What the task asks: Rewrite all of the material below, changing every "Show me" to "Mark" and leaving everything else as it is. Omit the pictures from your version.

Provided data:
--- Start ---

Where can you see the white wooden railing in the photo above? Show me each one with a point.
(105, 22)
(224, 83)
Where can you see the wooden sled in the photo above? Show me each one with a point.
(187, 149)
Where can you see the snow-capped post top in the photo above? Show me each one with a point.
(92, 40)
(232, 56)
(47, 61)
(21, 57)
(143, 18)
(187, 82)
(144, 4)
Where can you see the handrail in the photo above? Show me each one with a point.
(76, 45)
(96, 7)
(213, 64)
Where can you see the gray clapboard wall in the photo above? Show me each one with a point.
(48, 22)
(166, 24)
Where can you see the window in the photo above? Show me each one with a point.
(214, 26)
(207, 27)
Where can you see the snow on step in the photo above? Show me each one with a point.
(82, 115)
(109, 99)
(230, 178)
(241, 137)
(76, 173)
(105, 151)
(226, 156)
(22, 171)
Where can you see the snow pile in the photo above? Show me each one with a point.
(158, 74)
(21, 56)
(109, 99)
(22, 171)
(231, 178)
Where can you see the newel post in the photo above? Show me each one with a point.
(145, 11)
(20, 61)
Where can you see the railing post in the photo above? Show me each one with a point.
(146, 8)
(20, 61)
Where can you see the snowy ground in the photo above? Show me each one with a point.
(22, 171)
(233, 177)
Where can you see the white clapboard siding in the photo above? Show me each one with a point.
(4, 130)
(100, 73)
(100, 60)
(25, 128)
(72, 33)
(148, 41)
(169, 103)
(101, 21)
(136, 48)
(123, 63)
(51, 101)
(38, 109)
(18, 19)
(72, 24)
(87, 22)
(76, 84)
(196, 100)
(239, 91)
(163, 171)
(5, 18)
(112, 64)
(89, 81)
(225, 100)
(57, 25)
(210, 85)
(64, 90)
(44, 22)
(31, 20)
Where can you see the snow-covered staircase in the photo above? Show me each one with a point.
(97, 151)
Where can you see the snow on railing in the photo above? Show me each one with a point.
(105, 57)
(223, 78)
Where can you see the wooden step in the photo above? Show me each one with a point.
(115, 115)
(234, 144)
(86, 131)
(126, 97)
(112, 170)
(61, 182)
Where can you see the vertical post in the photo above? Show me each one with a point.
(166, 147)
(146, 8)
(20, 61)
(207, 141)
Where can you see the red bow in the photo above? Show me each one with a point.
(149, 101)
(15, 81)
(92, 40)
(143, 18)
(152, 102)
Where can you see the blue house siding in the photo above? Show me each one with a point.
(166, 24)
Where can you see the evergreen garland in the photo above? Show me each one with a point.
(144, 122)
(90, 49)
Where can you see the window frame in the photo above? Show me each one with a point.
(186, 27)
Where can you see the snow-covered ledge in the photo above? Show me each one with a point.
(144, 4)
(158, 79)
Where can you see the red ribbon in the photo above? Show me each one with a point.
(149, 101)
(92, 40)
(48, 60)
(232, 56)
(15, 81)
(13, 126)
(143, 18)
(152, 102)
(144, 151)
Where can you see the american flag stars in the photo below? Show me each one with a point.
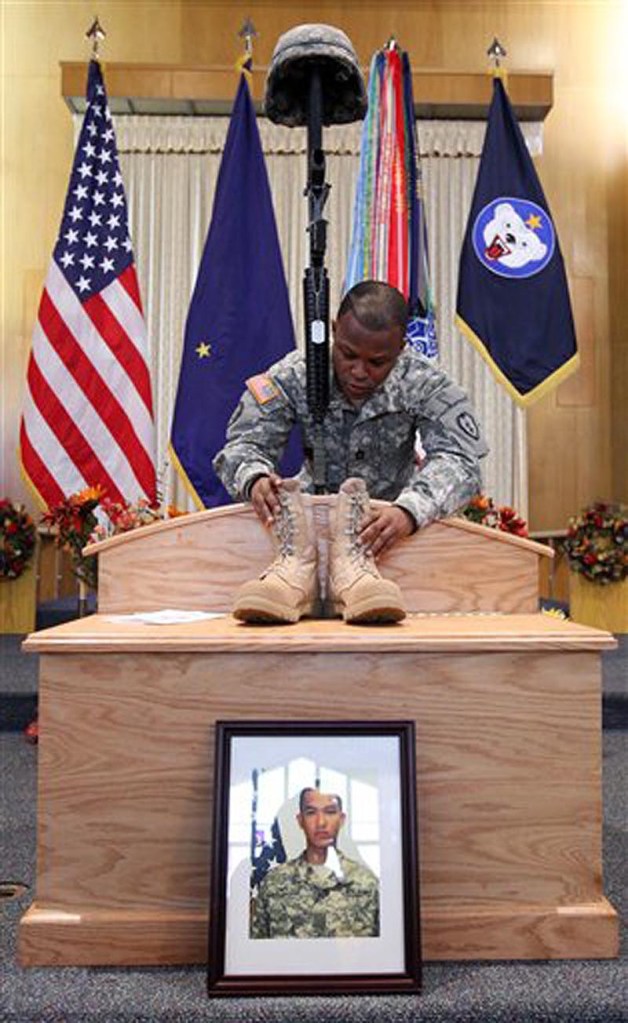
(93, 247)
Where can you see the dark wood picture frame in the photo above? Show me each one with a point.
(397, 943)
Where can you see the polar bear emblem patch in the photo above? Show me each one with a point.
(513, 237)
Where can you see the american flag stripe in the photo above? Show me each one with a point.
(88, 412)
(74, 459)
(118, 321)
(96, 352)
(96, 393)
(43, 481)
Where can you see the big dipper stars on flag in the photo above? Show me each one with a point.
(88, 410)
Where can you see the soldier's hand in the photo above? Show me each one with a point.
(264, 497)
(384, 528)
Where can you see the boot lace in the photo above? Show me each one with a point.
(283, 531)
(356, 550)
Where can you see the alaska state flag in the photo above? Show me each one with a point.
(512, 297)
(239, 319)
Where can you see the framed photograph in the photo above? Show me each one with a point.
(314, 873)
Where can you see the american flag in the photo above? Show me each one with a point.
(88, 415)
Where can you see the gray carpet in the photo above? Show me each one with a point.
(472, 992)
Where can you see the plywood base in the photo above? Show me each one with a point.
(144, 938)
(601, 607)
(507, 712)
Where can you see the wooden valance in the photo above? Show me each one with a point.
(143, 88)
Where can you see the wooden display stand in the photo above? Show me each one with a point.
(507, 709)
(601, 607)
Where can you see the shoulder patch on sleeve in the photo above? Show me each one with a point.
(263, 389)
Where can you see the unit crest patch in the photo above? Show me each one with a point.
(263, 389)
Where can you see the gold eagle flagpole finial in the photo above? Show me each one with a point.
(495, 53)
(96, 33)
(248, 33)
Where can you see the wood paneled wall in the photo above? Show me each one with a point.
(578, 435)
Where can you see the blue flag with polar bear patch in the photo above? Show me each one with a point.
(512, 301)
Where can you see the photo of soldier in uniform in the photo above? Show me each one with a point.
(321, 893)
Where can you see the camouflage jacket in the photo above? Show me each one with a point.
(374, 441)
(301, 900)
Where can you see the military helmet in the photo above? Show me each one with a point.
(330, 52)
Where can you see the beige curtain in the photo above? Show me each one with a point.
(170, 166)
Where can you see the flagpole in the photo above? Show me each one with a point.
(495, 52)
(96, 33)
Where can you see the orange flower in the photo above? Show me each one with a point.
(89, 494)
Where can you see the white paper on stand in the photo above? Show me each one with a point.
(169, 616)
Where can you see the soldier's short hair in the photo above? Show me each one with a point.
(376, 305)
(310, 788)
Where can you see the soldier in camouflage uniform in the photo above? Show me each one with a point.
(394, 420)
(322, 893)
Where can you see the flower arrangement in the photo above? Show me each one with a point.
(75, 520)
(483, 509)
(596, 542)
(17, 535)
(90, 516)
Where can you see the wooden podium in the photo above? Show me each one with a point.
(507, 709)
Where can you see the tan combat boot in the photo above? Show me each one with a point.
(357, 590)
(287, 589)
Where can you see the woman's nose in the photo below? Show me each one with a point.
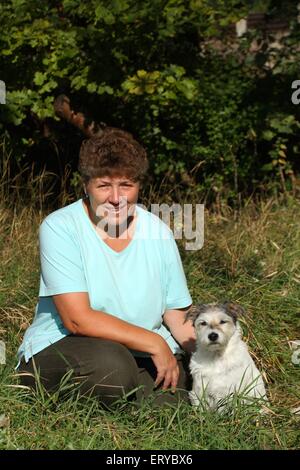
(114, 196)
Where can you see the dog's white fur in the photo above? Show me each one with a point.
(222, 367)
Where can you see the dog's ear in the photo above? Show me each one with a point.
(234, 310)
(193, 313)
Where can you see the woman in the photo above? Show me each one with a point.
(113, 294)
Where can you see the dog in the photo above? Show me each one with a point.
(221, 365)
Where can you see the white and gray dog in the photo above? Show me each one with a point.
(221, 365)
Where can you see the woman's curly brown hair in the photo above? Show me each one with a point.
(113, 153)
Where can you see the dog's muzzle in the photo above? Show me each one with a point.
(213, 337)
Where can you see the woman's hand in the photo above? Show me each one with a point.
(166, 365)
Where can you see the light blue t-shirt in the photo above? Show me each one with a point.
(137, 284)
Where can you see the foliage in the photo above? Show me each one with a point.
(211, 111)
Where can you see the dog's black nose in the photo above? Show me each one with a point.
(213, 336)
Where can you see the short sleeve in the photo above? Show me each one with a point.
(178, 295)
(61, 264)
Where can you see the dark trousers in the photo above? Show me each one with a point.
(104, 369)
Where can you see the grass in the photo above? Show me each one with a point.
(252, 257)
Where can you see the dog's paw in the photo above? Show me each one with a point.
(193, 398)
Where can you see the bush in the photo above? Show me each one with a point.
(214, 115)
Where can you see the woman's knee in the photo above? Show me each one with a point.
(114, 373)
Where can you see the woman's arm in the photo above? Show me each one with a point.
(79, 318)
(183, 332)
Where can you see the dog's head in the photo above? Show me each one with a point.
(215, 324)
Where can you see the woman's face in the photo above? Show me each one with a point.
(112, 198)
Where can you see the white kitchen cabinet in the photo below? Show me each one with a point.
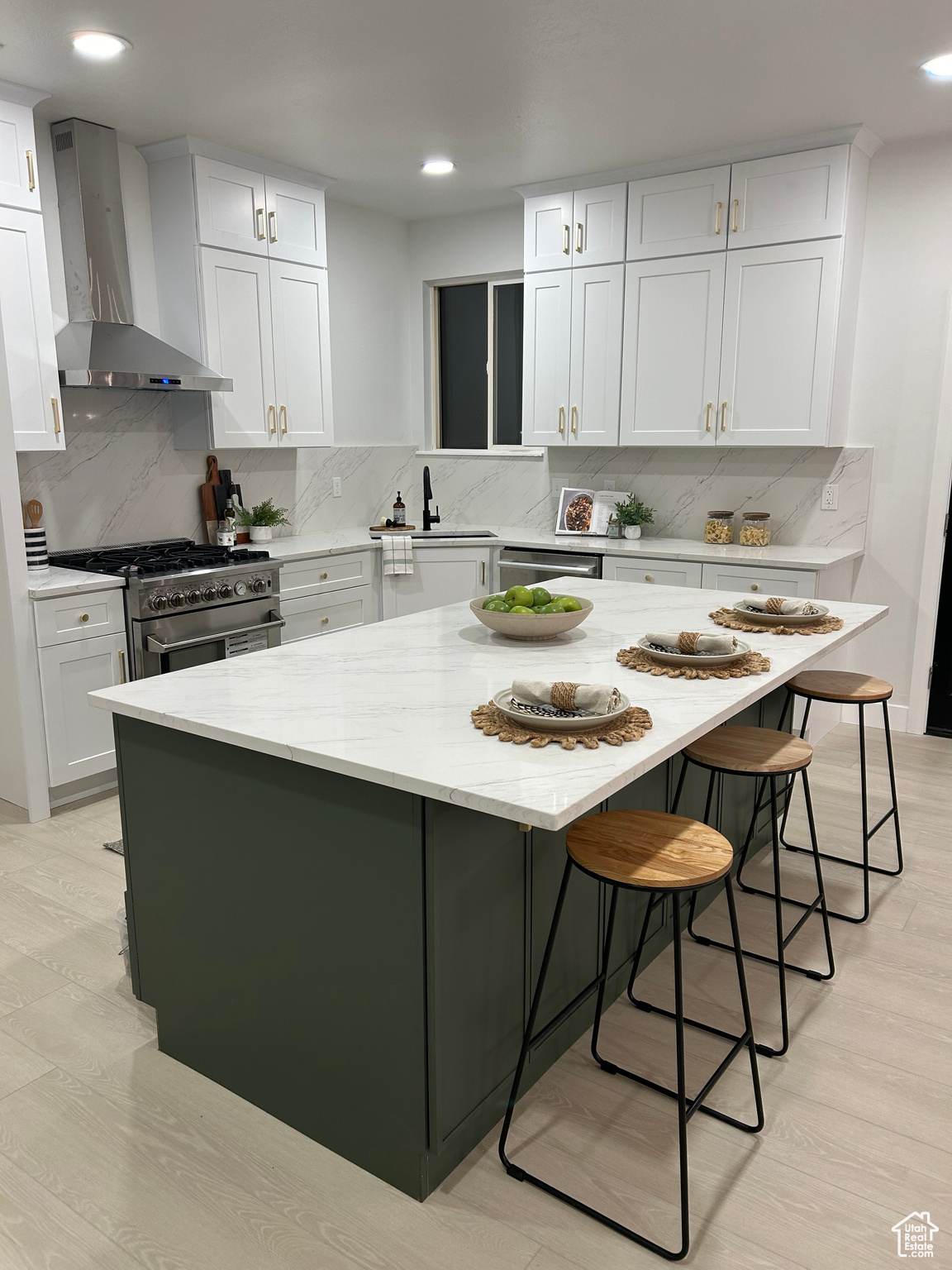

--- End ---

Written solution:
Where can you see the white wooden railing in the photo above? Mark each one with a point.
(105, 22)
(224, 83)
Where can you see the wooden sled in the photo above? Mark each one with a point.
(187, 149)
Where can you see the snow-capped post top in the photo above? Mark each one with a point.
(92, 40)
(232, 56)
(47, 61)
(21, 57)
(143, 18)
(187, 82)
(144, 4)
Where can you see the handrail in the photo above? Mark each one with a point.
(76, 45)
(96, 7)
(213, 64)
Where can you see the gray clapboard wall in the photo above? Mark each one with a point.
(48, 22)
(166, 24)
Where can you see the window in the photo above? Mark each one with a point.
(214, 26)
(207, 27)
Where can you see the snow on step in the photo above? Mark each one with a point.
(82, 115)
(109, 99)
(230, 178)
(241, 137)
(76, 173)
(105, 151)
(226, 156)
(22, 171)
Where can you see the snow pile in the photo above? Mark each one with a point.
(158, 74)
(21, 56)
(109, 99)
(22, 171)
(231, 178)
Where can you see the newel post in the photo above? Mark each one with a point.
(145, 11)
(20, 61)
Where can you see the railing post in the photo above? Mark each one with a point.
(146, 8)
(20, 61)
Where can you see the snowy ground in the photo above? Mark each one with a point.
(22, 171)
(233, 177)
Where can you see the white clapboard siding in the photo above? Mark each one with a point.
(4, 130)
(100, 73)
(100, 60)
(25, 128)
(72, 33)
(148, 41)
(169, 103)
(101, 21)
(136, 48)
(123, 63)
(51, 101)
(38, 109)
(18, 19)
(72, 24)
(87, 22)
(76, 84)
(196, 100)
(239, 91)
(163, 171)
(5, 18)
(112, 64)
(89, 81)
(225, 100)
(57, 25)
(210, 85)
(64, 90)
(44, 22)
(31, 20)
Where can you see the snow-covered staircase in the photo above? Mark each one with a point.
(97, 151)
Where can you see the snow on railing in the photo above? Mark each one with a point.
(105, 57)
(223, 78)
Where can you see the wooden step in the photo above? Mark each one with a point.
(115, 115)
(234, 144)
(86, 131)
(126, 97)
(112, 170)
(61, 182)
Where can you see the vertical post in the photo above? Mark each one with a point.
(166, 147)
(146, 8)
(20, 61)
(207, 141)
Where can you see the red bow in the photo above? Mark each one with a point.
(149, 101)
(15, 81)
(92, 40)
(143, 18)
(152, 102)
Where can you see the blue house siding in the photo above? Mark each one with a point.
(166, 24)
Where can you see the evergreen garland in the photo above? Mark each one with a point.
(144, 122)
(90, 49)
Where can you see the window frame in the photo above? Mark each one with a point.
(186, 27)
Where can you see the snow-covered ledge in the photo above? Mark each one with a point.
(144, 4)
(158, 79)
Where can you see the red ribbon in the photo above? Mark each one with a point.
(149, 101)
(92, 40)
(48, 60)
(232, 56)
(15, 81)
(13, 126)
(143, 18)
(152, 102)
(144, 151)
Where can you see the american flag stars in the photo below? Mark each one with a point.
(93, 247)
Where can you see the dark wood picture frame in the photo above? Mark each one with a point.
(397, 943)
Where can you see the polar bear emblem patch in the photo above? Mark each one with a point.
(513, 237)
Where can you see the american flag stripe in the photo above? Mark each one with a point.
(88, 412)
(74, 459)
(118, 321)
(96, 352)
(96, 393)
(43, 481)
Where can you see the big dipper stars on flag in the photo above? Mark each one with a point.
(88, 410)
Where can you see the soldier's hand in the photo above? Mark each one with a point.
(264, 497)
(384, 528)
Where can you see the boot lace in the photo above? Mark each one with a point.
(283, 531)
(356, 550)
Where can you see the alaska state flag in the photo above? Mark each one with a point.
(512, 297)
(239, 319)
Where can you see the framed photograph in the photo above? Mark each one with a point.
(314, 873)
Where can you see the american flag in the photo above? Mark each one with a point.
(88, 415)
Where can you see the gray carpet in the photo above? Mark each one with a point.
(472, 992)
Where can you see the plywood base in the photo above? Mark each one with a point.
(144, 938)
(601, 607)
(507, 712)
Where can you see the wooden valance in the photo above? Mark each one with a point.
(143, 88)
Where can you see the wooden display stand in the photo above? Mark each one with a point.
(507, 709)
(601, 607)
Where can you see the shoulder patch on sleeve in the photo above? Mark each one with a point.
(263, 389)
Where can you see the unit crest patch in the photo above? Mark each one with a point.
(263, 389)
Where can you see the gold eagle flagpole finial in the photo above? Mark each one with a point.
(495, 53)
(96, 33)
(248, 33)
Where can you see the wood paneled wall in the photo above? Mark each one with a point.
(578, 435)
Where can you see the blue flag with polar bear patch in the photo above? Mark each one with a point.
(512, 301)
Where can you see the photo of soldier in uniform in the photo above? Mark each one with a point.
(321, 893)
Where can you see the camouflage jacket in the photo above? Mark each one with a point.
(374, 441)
(301, 900)
Where can you see the military helmet in the photo above? Mark each one with a point.
(330, 52)
Where can you see the beige curtain in the photo above? Mark each one with a point.
(170, 166)
Where can you see the flagpole in the photo above? Mark each one with a point.
(495, 52)
(96, 33)
Where can you see the orange flower in the photo above? Mark each one with a point.
(89, 494)
Where can you see the white paper on stand in the photo above? Mark each one with a point.
(169, 616)
Where can you see the soldier's short hair in the photo above? Mark each one with a point.
(376, 305)
(310, 788)
Where can you see the soldier in camouflage uniform in the photo above? Mark each one with a point.
(394, 420)
(322, 893)
Where can you see the flower arrangement in the photo above? Mark each one with a point.
(75, 520)
(483, 509)
(596, 542)
(17, 535)
(90, 516)
Where can you see the wooden podium in the photo above? Mark each one with a point.
(507, 709)
Where can you see the tan combat boot in the photo above? Mark each one with a point.
(357, 590)
(287, 589)
Where can you see the woman's nose in the photo below? Mark each one with a point.
(114, 196)
Where can you see the dog's white fur in the photo above? Mark each one with a point.
(222, 367)
Where can you see the dog's ear in the photo above? Mark each one with a point.
(234, 310)
(193, 313)
Where can you see the woman in the photo above? Mark each one with a point.
(113, 294)
Where can you see the dog in the photo above? Mark each one with a point.
(221, 365)
Where can you see the white and gray dog in the photo above? Mark each one with a point.
(221, 365)
Where can you see the woman's curly brown hair in the photo above? Mark each one with a point.
(113, 153)
Where can you see the dog's muzzle in the photo above? Mark each one with a point.
(213, 337)
Where can you see the woman's hand in the photo above? Mark each one with a point.
(166, 365)
Where can you see the light blue t-shirt in the photo above? Mark each one with a point.
(137, 284)
Where can you see the foliage in the photo above? Mark each one with a point.
(211, 111)
Where can you see the dog's black nose in the photo above? Mark each one with a point.
(213, 336)
Where can you see the short sleeve in the photo above? Mark each one with a point.
(178, 295)
(61, 264)
Where can you see the dark trousers in the photo above? Mark each one with a point.
(104, 369)
Where can you see the grass in the photo above? Mark each one with a point.
(252, 257)
Where can you see the dog's paw in the photo above? Mark each one with a point.
(193, 398)
Where can you see the bush in the photo above? Mark each one with a point.
(214, 115)
Where can you see the woman's knee in the photo above? Mark each one with a point.
(114, 373)
Where can you see the woman's arm in the photo above? Mark each one with a point.
(79, 318)
(183, 332)
Where can you see the dog's head in the photo above? Mark each one with a point.
(215, 324)
Where can you see the woman's face in the photo above? Mark each one with a point.
(112, 198)
Where can you see the white kitchen cabinet in the photo below? Mark each one with a point.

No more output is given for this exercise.